Task details: Retype every line of the records exactly.

Material shown:
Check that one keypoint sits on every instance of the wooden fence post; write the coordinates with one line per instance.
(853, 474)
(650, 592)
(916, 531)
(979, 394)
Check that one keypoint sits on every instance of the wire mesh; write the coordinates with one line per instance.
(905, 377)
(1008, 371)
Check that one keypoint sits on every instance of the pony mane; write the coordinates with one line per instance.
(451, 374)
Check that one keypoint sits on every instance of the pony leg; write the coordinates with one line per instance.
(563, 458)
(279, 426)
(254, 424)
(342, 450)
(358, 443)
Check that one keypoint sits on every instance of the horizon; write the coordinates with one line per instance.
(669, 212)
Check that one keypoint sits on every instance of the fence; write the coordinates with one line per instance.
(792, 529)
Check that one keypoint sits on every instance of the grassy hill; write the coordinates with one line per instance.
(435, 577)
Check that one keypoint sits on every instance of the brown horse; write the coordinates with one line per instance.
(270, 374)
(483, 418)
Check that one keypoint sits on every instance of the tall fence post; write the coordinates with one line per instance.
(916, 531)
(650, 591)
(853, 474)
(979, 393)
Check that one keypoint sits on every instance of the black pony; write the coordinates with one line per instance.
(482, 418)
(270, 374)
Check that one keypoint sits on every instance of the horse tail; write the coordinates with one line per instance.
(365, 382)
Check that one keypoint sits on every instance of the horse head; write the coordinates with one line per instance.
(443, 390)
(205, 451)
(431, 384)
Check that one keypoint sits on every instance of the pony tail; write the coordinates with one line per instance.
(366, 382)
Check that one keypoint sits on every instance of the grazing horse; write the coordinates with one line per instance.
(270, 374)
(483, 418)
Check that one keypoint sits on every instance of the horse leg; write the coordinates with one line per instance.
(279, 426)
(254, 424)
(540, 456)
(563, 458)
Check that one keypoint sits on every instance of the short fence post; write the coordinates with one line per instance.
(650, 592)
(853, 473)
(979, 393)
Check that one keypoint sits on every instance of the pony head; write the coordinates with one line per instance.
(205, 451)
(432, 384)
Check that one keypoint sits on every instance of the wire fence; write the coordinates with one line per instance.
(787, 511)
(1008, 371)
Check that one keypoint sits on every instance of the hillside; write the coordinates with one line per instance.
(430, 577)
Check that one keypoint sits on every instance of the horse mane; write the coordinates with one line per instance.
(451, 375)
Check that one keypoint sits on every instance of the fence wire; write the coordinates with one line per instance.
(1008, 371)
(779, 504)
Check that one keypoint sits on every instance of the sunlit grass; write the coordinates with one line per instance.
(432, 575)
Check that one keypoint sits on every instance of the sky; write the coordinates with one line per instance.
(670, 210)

Result below:
Check that one keypoint sits on every instance of the wooden fence post; write the coordinates with one line per instance.
(853, 474)
(650, 592)
(916, 531)
(979, 394)
Check that one keypoint sits on every instance of the wire mesh; write the coordinates with one line per instance.
(905, 377)
(1008, 371)
Check that one keypoint sits on every instance of the pony mane; write the coordinates with one line per instance.
(451, 374)
Check that one keypoint sits on every instance of the pony leg; write the coordinates with one line per instance.
(563, 458)
(279, 426)
(254, 424)
(342, 450)
(358, 443)
Check that one keypoint sits on every instance of the horizon; write the coordinates with one line per instance.
(669, 212)
Check that one keypoint sits on every instance of the fence; write the coordinates with one line per instance.
(792, 529)
Check that one keypoint sits on every instance of the grassy hill; write the coordinates with one line per instance.
(435, 577)
Check that one keypoint sits on every instance of the brown horse; write the coordinates with one line per instance.
(270, 374)
(483, 418)
Check that one keypoint sits on every instance of the tall fence post; write the coordinates with one line per instance.
(916, 531)
(650, 591)
(853, 474)
(979, 393)
Check that one keypoint sits on every instance of the black pony; write the coordinates with one line per instance.
(482, 418)
(270, 374)
Check that one keypoint sits on every instance of the horse tail; write the coordinates with one line per instance.
(365, 382)
Check that one keypoint sits on every instance of the horse head; write the coordinates with one line per instance.
(443, 390)
(205, 451)
(431, 384)
Check that one keypoint sits on every instance of the pony tail; write the coordinates with one line per instance.
(366, 382)
Check that one keypoint sits on every instance of the grazing horse; write the coordinates with one line per instance.
(270, 374)
(483, 418)
Check that one keypoint sits on every instance of the horse leg; write the coordinates with one line per instance.
(279, 426)
(254, 424)
(540, 456)
(563, 458)
Check that one keypoint sits on every instance of the short fence post; write the coordinates with one line per instance.
(650, 592)
(853, 473)
(979, 393)
Check that one keypoint sits on every instance of the pony head; write the coordinates with one line per instance.
(205, 451)
(432, 384)
Check that one keypoint sits on every instance of the wire fence; write the coordinates with one line per instance.
(787, 511)
(1008, 371)
Check that one keypoint sits on every instance of the hillside; write the coordinates with one line per instance.
(430, 577)
Check that one keypoint sits on every instance of the horse mane; write the coordinates with one line per instance.
(451, 375)
Check that one keypoint sits on every instance of the fence wire; write the coordinates with one line per instance.
(1008, 371)
(779, 504)
Check that one keypoint sits on every instance of the sunlit grass; write the coordinates with one line per instance.
(432, 575)
Check that one keypoint sits on every instance of the sky; write the coordinates with one line per instance.
(670, 210)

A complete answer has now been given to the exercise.